- [Your goal]
Switch "blue sky" to "cloudy sky" in the records running from the line containing "of the rock" through the end of the records, inclusive, and return only those lines with nothing else changed.

- [Excerpted data]
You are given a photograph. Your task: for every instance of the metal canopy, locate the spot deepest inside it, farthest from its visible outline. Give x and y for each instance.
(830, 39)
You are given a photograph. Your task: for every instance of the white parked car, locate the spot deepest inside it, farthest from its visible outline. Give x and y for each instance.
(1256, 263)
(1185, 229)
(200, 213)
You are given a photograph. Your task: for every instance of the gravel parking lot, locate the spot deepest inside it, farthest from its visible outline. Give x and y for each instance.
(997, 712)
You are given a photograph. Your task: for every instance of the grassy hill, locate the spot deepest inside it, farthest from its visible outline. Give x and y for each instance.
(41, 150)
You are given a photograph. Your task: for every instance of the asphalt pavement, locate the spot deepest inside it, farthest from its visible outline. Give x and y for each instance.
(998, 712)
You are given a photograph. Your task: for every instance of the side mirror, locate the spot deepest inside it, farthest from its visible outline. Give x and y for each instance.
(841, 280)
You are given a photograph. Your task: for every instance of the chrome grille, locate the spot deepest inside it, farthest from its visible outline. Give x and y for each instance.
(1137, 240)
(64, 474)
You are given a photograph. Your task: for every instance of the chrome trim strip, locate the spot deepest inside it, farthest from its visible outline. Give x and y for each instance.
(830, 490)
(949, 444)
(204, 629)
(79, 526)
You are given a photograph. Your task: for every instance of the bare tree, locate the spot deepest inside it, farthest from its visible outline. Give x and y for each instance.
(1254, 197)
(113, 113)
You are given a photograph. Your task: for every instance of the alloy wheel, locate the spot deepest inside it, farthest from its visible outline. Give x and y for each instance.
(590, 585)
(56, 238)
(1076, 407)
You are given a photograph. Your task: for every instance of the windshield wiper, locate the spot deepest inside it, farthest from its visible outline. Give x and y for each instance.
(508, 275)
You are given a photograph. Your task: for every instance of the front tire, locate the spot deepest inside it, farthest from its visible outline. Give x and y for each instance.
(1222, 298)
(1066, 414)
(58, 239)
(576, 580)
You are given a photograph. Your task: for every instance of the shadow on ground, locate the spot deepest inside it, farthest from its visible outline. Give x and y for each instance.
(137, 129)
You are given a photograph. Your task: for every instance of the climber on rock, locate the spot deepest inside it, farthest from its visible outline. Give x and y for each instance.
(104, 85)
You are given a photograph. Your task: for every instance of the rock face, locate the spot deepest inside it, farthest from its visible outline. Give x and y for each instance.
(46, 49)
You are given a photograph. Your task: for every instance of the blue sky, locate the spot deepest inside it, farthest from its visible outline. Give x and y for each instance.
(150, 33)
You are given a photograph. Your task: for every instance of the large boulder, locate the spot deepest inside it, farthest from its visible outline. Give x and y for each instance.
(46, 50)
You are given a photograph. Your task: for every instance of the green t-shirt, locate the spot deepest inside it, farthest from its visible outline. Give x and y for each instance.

- [Answer in full]
You are given a photograph. Your task: for every instance of the rock face, locate the spot deepest inside it, farthest from its visible outline. Give x and y for each instance.
(46, 49)
You are given a photograph. Your task: for every instance of the cloudy sky, locate the spot deepest inside it, farthest from its visible outline. Give x and y for each instance.
(150, 33)
You are given a photograph. Your task: for every instance of the large boulder, locate the spot deepest inside it, farthest from its visible outline. Give x and y for each instance.
(46, 50)
You are given a photograph. Your task: for every instance of the green t-shirt, locate the spot deepest inside it, farthest from its visible outline. Give x and y for each instance.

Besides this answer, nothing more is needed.